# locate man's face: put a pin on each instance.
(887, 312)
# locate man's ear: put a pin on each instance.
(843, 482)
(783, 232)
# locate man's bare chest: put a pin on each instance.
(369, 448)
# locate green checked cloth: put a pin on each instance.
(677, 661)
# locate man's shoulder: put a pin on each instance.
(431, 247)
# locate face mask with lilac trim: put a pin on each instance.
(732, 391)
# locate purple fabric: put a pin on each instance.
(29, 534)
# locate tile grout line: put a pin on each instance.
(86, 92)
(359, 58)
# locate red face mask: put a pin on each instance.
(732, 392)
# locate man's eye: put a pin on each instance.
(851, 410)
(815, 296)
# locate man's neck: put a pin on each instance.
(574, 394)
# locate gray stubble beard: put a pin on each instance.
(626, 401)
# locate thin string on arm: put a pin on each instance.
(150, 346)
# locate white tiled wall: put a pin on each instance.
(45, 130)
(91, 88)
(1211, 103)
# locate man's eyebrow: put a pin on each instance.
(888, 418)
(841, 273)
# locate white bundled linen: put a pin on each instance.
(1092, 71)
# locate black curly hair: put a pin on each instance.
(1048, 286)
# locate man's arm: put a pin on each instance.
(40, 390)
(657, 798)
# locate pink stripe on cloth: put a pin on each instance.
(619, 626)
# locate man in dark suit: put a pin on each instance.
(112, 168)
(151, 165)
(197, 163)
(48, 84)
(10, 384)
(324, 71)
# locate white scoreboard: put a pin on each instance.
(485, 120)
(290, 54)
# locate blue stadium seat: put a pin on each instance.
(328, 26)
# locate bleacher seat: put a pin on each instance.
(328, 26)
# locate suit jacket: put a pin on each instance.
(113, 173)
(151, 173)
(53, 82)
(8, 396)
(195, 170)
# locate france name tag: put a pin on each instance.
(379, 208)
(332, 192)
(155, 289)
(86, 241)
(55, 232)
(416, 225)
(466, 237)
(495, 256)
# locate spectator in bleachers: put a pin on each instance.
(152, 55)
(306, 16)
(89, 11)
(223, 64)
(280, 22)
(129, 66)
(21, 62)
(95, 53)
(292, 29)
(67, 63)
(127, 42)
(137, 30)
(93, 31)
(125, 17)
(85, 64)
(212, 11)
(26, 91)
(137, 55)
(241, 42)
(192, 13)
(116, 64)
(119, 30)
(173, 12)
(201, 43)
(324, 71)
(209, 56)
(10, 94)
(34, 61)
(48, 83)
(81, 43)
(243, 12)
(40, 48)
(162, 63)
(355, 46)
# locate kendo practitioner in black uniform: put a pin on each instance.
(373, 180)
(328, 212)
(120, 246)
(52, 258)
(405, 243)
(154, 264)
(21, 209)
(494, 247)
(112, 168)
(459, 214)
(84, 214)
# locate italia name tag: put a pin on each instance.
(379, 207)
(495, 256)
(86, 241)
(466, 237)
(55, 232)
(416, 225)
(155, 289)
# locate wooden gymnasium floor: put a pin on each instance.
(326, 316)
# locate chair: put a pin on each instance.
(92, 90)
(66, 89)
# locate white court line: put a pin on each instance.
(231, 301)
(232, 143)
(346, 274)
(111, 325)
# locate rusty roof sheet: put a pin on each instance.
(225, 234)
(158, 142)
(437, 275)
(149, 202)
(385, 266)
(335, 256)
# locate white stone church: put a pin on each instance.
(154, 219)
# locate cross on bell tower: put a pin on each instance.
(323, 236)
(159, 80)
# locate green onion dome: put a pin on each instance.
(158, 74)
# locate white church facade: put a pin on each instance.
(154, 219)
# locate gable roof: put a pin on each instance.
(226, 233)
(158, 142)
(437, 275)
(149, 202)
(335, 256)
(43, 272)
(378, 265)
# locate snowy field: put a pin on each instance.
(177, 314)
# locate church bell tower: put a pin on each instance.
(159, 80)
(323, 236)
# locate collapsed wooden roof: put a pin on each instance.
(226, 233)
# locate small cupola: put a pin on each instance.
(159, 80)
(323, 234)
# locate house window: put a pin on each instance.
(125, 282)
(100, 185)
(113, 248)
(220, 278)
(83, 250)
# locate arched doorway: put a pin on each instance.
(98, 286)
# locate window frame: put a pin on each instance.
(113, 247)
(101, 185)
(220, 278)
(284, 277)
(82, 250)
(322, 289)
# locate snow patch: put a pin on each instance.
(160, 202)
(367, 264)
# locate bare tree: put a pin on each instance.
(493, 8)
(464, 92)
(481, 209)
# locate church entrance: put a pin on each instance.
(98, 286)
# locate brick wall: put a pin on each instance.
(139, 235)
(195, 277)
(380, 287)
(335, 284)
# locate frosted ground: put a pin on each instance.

* * * * *

> [Exercise]: Set down the lines above without any change. Begin at the line that has "# locate cross" and stop after the last line.

> [The output]:
# locate cross on bell tower: put a pin on each instance.
(323, 236)
(159, 80)
# locate green onion dome: put a pin on each instance.
(158, 74)
# locate white church facade: put a pin on each instance.
(154, 219)
# locate gable roof: put a pin on each instance.
(226, 233)
(158, 142)
(437, 275)
(149, 202)
(335, 256)
(43, 272)
(378, 265)
# locate snowy field: put a pin on each instance.
(177, 314)
# locate church bell tower: put a pin on each instance.
(159, 80)
(323, 236)
# locate collapsed wooden roof: put a pin on each instance.
(226, 233)
# locate small cupola: put a pin on each instance.
(159, 80)
(323, 234)
# locate house window: put a pin on each instance.
(125, 282)
(100, 185)
(113, 248)
(220, 278)
(83, 250)
# locate arched doorway: put a pin on each instance.
(98, 286)
# locate window frame: put a pin on each instance.
(113, 247)
(101, 185)
(220, 278)
(284, 277)
(82, 250)
(322, 289)
# locate snow patch: put a pin on each instance.
(160, 202)
(367, 264)
# locate bare tree: put a pin on each instance.
(493, 8)
(464, 92)
(481, 209)
# locate church entrance: put a pin on each instance.
(98, 286)
# locate brick wall: put a pin on each instance.
(139, 235)
(195, 277)
(380, 287)
(335, 284)
# locate frosted ground: put a pin on each instance.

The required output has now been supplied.